::: DOCUMENT PASSAGE :::

Credit: DAVID GIFFORD / SCIENCE PHOTO LIBRARY / Getty Images

A typo in our genetic code a few million years ago may be behind our big, complex brain today.

Marta Florio at the Harvard Medical School in the US and colleagues in Germany suggest a single mutation in a gene only a million years after human and chimpanzee lineages split prompted more brain cell generation in our youngest years.

This ultimately led to the evolution of our species’ relatively large neocortex – the part of the brain responsible for higher cognitive functions such as language.

The study, published in Science Advances, “is the first to provide a genetic link to brain development that’s specific to humans, and not other species”, neuropsychiatrist and geneticist Chad Bousman at the University of Melbourne, Australia, who was not involved in the study, says.

We are, quite literally, brainier than our earliest Homo ancestors. Homo sapiens’ average cranial capacity is around 1,500 cubic centimetres while early humans, such as Homo habilis (the “handy man”) sported a paltry 600 cubic centimetres.

Homo neanderthalensis was the brainiest of all, boasting a whopping 1,600 cubic centimetres.

So how did hominins grow such big brains while it’s thought modern-day chimpanzees don’t have much bigger brains than our last common ancestor?

The answer, it seems, partially comes down to a small but significant genetic mutation.

Genes are segments of DNA that give instructions for building proteins, determining how they behave in the body. The letters that form DNA are called nucleotides, and each nucleotide is represented by a letter – either A, T, C or G (for the amino acids adenine, thymine, cytosine and guanine respectively).

When cells divide, our genetic code is copied too. But it’s not perfect; errors do get through.

::: DATA FOR ANALYSIS :::

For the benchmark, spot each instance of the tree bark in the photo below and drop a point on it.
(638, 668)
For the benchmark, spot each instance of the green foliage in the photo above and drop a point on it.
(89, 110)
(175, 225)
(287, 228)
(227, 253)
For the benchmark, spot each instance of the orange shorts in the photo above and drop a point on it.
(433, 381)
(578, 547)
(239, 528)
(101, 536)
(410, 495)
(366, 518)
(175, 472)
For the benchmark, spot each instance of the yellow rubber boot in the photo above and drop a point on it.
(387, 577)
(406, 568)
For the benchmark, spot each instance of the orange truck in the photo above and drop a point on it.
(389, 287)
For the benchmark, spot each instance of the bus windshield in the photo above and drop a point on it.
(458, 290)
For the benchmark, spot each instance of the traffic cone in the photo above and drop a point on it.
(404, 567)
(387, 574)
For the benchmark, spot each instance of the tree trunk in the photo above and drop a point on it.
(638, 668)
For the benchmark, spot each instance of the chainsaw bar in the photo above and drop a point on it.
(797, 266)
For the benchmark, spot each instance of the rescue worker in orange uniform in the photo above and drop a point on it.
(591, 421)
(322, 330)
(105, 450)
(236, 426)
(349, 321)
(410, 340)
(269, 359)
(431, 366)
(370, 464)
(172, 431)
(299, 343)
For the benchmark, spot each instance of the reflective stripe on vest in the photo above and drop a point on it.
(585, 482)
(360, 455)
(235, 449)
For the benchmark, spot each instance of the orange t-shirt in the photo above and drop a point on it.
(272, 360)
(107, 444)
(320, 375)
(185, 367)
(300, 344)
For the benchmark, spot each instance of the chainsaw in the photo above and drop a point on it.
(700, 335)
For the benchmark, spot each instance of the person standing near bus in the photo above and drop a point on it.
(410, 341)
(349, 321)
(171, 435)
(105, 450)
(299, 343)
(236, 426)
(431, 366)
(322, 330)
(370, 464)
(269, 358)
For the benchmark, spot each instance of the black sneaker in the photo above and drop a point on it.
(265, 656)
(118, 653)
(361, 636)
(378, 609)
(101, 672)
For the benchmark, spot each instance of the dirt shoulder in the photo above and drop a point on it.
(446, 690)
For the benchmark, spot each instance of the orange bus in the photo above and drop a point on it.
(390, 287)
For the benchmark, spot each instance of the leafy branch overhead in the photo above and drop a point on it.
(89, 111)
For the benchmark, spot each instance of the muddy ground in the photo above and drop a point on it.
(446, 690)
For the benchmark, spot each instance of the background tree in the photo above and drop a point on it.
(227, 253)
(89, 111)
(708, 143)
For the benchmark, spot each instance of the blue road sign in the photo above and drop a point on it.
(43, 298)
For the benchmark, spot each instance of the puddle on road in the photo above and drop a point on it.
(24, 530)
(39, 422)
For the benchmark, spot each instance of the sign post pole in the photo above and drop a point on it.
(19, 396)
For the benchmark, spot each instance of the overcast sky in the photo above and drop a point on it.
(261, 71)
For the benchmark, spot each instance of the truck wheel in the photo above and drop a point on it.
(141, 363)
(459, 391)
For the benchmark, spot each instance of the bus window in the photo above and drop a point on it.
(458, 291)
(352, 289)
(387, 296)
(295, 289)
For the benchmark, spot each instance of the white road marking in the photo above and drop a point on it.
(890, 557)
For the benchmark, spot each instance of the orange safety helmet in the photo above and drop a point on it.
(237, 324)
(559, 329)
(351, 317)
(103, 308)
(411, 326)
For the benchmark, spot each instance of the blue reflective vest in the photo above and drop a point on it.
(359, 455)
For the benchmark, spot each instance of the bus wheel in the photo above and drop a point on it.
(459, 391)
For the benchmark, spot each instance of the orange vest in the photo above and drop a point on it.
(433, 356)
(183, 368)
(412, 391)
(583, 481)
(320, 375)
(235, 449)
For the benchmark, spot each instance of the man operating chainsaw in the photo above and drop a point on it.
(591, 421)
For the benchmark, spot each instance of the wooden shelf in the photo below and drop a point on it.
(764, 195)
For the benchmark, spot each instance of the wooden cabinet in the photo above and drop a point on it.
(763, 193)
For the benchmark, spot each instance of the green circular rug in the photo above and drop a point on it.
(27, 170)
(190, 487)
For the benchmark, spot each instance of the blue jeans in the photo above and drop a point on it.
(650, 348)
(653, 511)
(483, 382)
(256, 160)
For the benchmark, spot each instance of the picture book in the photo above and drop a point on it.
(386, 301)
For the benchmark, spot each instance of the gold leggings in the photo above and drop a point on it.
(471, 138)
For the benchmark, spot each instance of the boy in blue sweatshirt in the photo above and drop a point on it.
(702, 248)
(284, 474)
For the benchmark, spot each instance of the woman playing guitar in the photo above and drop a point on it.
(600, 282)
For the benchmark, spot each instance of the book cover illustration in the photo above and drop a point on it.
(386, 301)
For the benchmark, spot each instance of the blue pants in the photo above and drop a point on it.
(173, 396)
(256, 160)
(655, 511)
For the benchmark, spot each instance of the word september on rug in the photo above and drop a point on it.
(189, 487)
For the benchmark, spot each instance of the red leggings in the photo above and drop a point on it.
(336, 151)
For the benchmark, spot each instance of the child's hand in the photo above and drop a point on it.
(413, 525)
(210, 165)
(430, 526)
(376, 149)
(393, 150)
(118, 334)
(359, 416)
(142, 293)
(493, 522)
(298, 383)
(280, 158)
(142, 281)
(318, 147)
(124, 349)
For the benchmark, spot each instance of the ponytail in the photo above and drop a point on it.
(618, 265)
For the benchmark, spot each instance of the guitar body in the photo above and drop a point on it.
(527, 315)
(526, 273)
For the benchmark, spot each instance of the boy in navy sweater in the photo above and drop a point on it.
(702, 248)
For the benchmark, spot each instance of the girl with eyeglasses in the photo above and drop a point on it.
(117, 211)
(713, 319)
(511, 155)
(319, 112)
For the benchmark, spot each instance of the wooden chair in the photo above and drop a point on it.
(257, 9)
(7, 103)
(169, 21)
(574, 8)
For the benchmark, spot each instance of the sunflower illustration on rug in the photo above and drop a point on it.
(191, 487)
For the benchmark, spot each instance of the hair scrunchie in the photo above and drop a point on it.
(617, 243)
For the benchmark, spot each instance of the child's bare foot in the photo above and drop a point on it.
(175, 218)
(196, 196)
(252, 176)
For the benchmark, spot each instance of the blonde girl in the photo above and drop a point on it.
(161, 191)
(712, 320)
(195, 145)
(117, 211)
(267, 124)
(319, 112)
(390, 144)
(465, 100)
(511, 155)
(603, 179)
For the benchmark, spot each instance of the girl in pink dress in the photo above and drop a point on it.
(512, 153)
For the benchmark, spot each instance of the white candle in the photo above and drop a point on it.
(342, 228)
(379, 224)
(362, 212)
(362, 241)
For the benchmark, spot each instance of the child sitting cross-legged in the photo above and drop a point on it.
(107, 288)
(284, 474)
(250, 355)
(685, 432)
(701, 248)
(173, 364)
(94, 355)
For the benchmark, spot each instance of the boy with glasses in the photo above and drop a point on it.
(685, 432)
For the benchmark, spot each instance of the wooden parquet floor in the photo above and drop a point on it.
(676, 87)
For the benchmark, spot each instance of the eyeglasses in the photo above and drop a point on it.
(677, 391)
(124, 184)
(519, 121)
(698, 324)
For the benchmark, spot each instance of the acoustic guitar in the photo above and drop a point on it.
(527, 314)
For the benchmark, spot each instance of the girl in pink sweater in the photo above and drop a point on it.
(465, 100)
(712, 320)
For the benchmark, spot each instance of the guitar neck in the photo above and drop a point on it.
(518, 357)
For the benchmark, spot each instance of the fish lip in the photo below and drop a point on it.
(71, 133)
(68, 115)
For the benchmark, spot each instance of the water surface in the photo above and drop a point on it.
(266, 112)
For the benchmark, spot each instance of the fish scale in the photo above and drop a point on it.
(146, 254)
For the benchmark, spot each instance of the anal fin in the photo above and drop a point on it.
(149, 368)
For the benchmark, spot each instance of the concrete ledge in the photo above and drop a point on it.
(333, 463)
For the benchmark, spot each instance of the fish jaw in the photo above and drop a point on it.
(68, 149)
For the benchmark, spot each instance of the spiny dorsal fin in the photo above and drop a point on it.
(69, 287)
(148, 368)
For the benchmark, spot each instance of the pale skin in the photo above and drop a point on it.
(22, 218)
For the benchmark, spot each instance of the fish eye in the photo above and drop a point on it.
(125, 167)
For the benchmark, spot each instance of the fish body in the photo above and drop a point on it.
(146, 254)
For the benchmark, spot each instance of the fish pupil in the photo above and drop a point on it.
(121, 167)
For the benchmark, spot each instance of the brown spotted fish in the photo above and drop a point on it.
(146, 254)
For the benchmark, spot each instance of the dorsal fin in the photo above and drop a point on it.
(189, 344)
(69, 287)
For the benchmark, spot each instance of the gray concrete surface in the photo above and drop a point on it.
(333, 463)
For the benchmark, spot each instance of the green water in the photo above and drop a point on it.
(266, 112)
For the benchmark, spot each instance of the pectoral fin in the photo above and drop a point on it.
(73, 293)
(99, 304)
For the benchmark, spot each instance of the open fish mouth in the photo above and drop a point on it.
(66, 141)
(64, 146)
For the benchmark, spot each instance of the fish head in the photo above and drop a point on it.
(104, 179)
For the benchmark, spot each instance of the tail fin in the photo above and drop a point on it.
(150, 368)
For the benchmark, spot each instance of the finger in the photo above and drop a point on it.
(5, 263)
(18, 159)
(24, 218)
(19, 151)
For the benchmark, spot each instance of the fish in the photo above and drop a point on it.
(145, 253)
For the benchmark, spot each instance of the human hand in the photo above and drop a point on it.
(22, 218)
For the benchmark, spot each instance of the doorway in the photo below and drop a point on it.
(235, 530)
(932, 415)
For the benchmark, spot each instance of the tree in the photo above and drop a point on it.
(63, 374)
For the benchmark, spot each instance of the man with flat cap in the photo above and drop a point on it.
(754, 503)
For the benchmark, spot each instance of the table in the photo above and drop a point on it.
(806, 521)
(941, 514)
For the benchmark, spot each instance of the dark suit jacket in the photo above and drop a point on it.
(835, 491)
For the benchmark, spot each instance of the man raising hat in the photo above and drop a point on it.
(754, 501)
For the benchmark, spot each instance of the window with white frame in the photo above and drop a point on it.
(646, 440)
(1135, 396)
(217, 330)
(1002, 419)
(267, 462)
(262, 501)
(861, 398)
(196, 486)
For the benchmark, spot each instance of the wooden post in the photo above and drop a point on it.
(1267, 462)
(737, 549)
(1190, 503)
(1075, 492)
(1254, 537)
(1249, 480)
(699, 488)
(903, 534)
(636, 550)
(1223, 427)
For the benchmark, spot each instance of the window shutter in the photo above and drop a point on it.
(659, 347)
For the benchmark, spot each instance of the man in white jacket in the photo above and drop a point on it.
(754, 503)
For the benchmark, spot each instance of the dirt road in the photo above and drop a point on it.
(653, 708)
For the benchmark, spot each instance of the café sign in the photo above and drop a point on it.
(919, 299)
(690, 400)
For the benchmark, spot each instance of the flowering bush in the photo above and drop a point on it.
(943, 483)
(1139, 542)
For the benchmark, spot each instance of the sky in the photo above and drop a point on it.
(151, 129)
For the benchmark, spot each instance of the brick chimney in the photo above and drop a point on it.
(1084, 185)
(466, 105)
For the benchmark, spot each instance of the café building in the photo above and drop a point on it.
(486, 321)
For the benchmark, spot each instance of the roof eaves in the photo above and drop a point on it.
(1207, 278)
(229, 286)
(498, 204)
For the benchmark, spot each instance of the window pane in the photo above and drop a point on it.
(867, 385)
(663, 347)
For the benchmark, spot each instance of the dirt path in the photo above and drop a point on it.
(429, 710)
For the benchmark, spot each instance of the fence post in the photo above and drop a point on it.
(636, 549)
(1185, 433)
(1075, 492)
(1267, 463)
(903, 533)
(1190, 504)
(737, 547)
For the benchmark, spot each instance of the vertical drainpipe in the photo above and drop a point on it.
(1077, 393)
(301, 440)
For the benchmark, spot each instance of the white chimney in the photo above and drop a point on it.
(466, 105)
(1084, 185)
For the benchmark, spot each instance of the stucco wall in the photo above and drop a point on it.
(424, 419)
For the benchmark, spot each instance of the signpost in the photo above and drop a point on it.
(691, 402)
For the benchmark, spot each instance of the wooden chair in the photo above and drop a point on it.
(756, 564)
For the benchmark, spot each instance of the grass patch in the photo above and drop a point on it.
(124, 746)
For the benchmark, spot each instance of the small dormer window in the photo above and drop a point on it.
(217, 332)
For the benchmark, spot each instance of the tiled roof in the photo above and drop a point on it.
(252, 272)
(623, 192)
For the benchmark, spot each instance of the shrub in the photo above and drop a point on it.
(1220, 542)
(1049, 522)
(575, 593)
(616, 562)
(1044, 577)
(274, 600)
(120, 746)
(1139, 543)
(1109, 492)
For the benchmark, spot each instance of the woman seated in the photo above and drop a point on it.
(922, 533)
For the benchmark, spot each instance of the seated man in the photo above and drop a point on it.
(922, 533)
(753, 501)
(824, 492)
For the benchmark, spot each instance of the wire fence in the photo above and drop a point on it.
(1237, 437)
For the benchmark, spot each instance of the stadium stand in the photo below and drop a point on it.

:::

## TASK REQUIREMENTS
Continue the article on the gene mutation linked to the large human brain from the point where it stops.

## ANSWER TO THIS PROBLEM
Florio and her colleagues wanted to find the fortunate error that may be behind our big brains.

They examined the gene ARHGAP11B, found in Neanderthals and Denisovans (and us) but not chimpanzees. It amplifies progenitor cells that go on to become neurons in the developing brain.

Its predecessor, ARHGAP11A, is found in chimpanzees. So Florio’s team engineered the ARHGAP11B version to look more like the ARHGAP11A form – by swapping one nucleotide, C, to with another, G – and found the gene lost its neuroproliferative effect.

Bousman says the gene only would have played a role in the evolution of a large neocortex, which grew alongside the emergence of cognitive functions such as reasoning and language, rather the sole reason. 

“The study takes us a bit closer to learning what makes us human, but further work will need to be done for sure to really understand what’s going on,” he says.

And, he points out, nucleotide deletions in this particular part of the genome are associated with neuropsychiatric problems, such as schizophrenia.

“It fits, because those types of conditions are uniquely human, and it’s very rare to have a deletion in that part of the genome.

“With bigger brains come more problems other species don’t necessarily have.”